Excerpted data -
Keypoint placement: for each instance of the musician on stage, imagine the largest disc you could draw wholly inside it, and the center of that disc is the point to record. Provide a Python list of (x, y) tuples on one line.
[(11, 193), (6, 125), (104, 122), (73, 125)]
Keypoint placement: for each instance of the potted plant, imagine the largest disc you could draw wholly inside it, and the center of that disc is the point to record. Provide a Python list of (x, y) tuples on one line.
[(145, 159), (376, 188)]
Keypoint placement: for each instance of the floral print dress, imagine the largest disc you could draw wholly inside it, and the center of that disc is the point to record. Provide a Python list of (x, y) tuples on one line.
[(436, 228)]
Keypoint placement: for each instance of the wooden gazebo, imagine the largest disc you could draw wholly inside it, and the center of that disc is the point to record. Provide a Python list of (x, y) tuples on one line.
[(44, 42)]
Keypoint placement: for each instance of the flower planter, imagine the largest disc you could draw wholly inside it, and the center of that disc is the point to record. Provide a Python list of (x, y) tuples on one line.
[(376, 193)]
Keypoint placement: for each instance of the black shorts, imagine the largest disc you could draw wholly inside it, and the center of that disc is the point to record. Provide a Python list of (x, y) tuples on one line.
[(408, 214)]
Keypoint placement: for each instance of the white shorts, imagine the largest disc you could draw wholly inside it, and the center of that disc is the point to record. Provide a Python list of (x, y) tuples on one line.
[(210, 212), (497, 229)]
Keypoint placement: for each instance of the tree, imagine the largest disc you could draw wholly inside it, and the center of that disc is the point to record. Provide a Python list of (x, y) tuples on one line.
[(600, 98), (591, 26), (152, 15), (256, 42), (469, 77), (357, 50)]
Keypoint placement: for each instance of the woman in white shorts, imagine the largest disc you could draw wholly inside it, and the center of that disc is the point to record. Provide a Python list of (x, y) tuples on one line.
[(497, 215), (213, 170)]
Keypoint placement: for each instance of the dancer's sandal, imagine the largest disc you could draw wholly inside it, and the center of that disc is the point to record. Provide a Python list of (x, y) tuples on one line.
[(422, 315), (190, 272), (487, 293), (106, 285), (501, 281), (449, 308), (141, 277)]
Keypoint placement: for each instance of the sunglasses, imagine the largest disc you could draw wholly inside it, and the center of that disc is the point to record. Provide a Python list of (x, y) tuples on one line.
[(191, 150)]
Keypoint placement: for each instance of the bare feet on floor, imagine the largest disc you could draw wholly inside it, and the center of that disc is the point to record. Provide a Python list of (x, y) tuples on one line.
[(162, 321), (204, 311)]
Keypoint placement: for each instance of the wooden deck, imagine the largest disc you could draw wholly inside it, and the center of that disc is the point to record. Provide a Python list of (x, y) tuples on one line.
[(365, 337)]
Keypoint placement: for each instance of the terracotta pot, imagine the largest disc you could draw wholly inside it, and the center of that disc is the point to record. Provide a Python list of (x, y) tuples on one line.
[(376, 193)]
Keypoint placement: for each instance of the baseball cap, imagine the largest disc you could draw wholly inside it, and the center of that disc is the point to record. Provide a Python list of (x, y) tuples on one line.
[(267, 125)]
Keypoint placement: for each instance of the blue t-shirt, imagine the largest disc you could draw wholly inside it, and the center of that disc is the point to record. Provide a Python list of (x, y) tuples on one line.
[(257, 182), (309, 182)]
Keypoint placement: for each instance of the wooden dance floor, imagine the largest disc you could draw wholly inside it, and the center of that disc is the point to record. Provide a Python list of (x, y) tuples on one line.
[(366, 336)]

Given request -
Starting at the line that contains "Keypoint placement: for each instance of the wooden dance", copy out word for word every line through the end of the listing.

Response to this exercise -
Keypoint placement: for each instance of the wooden dance floor, imagine the largest disc you could draw wholly inside it, and the center of that disc is the point to record. Provide a Python list of (x, y) tuples on one line.
[(366, 336)]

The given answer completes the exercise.